### Exercises to complete:
a – Reproduce the stretch of the brewery post from "A reader comment" through "got me going." word for word.
b – In the brewery post, what was the title of the New York Times piece that included the Portsmouth Brewery?

### Text shown:
■ ■ ■ ■ ■ ■ ■

Peter Responds to a NY Times Article Comment
Yesterday, the Portsmouth Brewery was one of five New England businesses provided in a piece in the New York Times called Business as Unusual.
A reader comment caught my eye, and I felt compelled to respond. Turns out, I got a little, er, wordy, and my response exceeded the number of characters the Times allows in its comments section. Given the brilliance of my response, and my ego’s unwillingness to edit it to a more reasonable length, I decided to post it here, along with the original reader comment. Enjoy, and please feel free to comment on my comment, if you’re so moved.
First, the comment that got me going.
Now, my response…
I am the “cheapskate employer” you referred to in your comments. Please allow me to respond to your opinions with some facts.
J-1 visa holders are students who are employed during their summer break, precisely the time when highly seasonal businesses such as mine are challenged to find enough workers to meet demand. It’s no surprise that businesses in vacationland, who see their sales increase at a far faster rate than the available labor pool does, regard the annual arrival of J-1 students with great relief (along with their departure in the fall). Not because we can pay them less (we can’t), but because their presence enables us to offer the level of service our guests expect and demand. Please consider that when you’re on vacation this summer, and the restaurants and hotels you visit are understaffed and offer you less than the stellar service you deserve.

■ ■ ■ ■ ■ ■ ■

### Supplied information:
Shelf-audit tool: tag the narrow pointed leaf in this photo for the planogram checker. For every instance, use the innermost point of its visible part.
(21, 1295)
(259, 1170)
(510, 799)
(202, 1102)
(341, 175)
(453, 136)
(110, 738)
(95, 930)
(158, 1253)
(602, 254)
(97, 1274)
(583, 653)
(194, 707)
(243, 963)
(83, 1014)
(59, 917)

■ ■ ■ ■ ■ ■ ■

### Solutions by task:
a –
A reader comment caught my eye, and I felt compelled to respond. Turns out, I got a little, er, wordy, and my response exceeded the number of characters the Times allows in its comments section. Given the brilliance of my response, and my ego’s unwillingness to edit it to a more reasonable length, I decided to post it here, along with the original reader comment. Enjoy, and please feel free to comment on my comment, if you’re so moved.
First, the comment that got me going.

b – Business as Unusual